→ **Prompt**: Reproduce every row below word for word, keeping each line unchanged.

→ **Dataset**:
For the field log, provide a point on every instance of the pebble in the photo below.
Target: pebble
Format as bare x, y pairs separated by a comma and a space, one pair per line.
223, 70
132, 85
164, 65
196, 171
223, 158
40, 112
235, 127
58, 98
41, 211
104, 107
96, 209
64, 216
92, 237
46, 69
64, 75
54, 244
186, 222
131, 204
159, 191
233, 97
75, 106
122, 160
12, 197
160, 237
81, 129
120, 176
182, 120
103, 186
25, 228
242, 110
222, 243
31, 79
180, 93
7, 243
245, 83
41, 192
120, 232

→ **Output of the task**:
For the field log, provide a point on every instance of the pebble in the photo below.
Target: pebble
Format as bare x, y pairs separated by a comma and a space, one pair per line.
223, 70
132, 85
164, 65
196, 171
223, 158
40, 112
235, 127
58, 98
41, 211
104, 107
96, 209
64, 216
92, 237
46, 69
64, 75
54, 244
186, 222
131, 204
159, 191
233, 97
75, 106
122, 160
12, 197
160, 237
81, 129
120, 176
182, 120
103, 186
25, 228
242, 110
222, 243
31, 79
180, 93
7, 243
245, 83
41, 192
120, 232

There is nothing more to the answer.